→ EXTRACT:
---

How do you like to eat seasonally?  What would you put in a rice or quinoa bowl?

12 thoughts on “Eating Seasonally

  1. Today was our first slow-cooker meal this year, the boys aren’t big fans of those types of meals, but now they are gone we can do what we want! ha! 🙂

    I love fall/winter foods: always love root veggies, roasted stuff, and so on. Lisa is less of a fan so we don’t have it as often as I would like (and quinoa is a ‘me only’ thing).

    And I tend to top my rice/quinoa bowls with tofu – I’m not vegetarian, but tend in that direction.

    • Topping with tofu is a great idea. I love meat but am reading more and more about how we are too meat-centric. I didn’t like the slow cooker as a kid. Perhaps as we grow up, we appreciate the ease….and the aroma!

  2. Roasted brussel sprouts, cauliflower and broccoli with sweet potato mash and cashew nut gravy are my happy place. I love how easy roasted dinners are. Also frozen spinach is weirdly good cooked with bits of caramelized apples, cinnamon and other basic spices. Quinoa is great cooked with ginger and tumeric then mixed with seasoned carrots, currants, a green (usually frozen kale) and chickpeas sauteed in coconut milk. Sounds like a lot of add-ins, but it’s a nice combo (and a recipe copied from a restaurant called V-spot).

---

→ RECORD EXTRACTS:

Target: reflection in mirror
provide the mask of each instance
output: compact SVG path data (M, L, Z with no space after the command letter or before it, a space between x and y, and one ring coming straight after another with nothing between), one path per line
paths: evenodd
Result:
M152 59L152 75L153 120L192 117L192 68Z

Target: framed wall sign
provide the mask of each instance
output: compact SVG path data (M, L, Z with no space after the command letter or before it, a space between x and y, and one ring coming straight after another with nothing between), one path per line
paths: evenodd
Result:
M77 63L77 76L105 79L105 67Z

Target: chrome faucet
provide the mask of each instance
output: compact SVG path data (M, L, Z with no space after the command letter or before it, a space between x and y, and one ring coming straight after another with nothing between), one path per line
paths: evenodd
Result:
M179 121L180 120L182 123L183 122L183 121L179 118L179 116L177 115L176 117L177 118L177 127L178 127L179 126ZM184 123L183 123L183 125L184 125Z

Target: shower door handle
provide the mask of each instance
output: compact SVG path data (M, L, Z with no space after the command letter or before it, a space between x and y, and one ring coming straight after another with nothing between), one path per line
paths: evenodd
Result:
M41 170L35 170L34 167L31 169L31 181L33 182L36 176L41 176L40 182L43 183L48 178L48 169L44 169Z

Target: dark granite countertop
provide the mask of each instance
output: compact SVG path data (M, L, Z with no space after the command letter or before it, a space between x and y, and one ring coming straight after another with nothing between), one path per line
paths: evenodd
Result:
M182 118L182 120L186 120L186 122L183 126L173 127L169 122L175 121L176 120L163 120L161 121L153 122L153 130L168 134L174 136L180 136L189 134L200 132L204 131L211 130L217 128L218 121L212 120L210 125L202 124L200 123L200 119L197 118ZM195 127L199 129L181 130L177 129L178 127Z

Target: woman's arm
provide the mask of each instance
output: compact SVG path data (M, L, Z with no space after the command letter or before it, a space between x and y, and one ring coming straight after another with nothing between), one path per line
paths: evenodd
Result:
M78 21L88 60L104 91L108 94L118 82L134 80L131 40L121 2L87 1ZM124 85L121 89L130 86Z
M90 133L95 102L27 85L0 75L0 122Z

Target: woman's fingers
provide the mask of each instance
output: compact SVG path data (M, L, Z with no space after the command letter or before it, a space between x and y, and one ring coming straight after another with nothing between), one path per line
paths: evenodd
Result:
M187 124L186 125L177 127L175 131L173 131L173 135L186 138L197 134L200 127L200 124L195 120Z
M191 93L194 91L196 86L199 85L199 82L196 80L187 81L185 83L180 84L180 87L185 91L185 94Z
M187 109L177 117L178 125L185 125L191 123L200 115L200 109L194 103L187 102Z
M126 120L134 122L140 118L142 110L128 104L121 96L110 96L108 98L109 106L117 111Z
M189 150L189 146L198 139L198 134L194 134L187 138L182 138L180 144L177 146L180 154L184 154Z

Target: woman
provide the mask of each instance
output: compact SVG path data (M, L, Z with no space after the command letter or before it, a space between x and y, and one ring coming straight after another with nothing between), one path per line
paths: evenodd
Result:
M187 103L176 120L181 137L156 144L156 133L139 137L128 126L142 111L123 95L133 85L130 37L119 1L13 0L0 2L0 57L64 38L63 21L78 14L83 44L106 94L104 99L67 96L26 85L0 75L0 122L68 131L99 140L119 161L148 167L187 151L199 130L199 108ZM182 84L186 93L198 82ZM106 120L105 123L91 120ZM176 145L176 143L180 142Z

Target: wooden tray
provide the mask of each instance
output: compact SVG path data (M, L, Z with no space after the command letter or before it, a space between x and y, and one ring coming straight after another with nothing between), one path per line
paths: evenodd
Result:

---

→ REQUESTS:
A. Answer these questions about the comments on eating seasonally, one answer per line:
(i) What does the first commenter top rice or quinoa bowls with?
(ii) What did the person replying to the first comment dislike as a kid?
(iii) What is the name of the restaurant the quinoa recipe was copied from?
B. Translate this sentence from the comments on eating seasonally into Spanish: "I love how easy roasted dinners are."

→ THE RESPONSES:
A.
(i) Tofu
(ii) The slow cooker
(iii) V-spot

B. Me encanta lo fáciles que son las cenas asadas.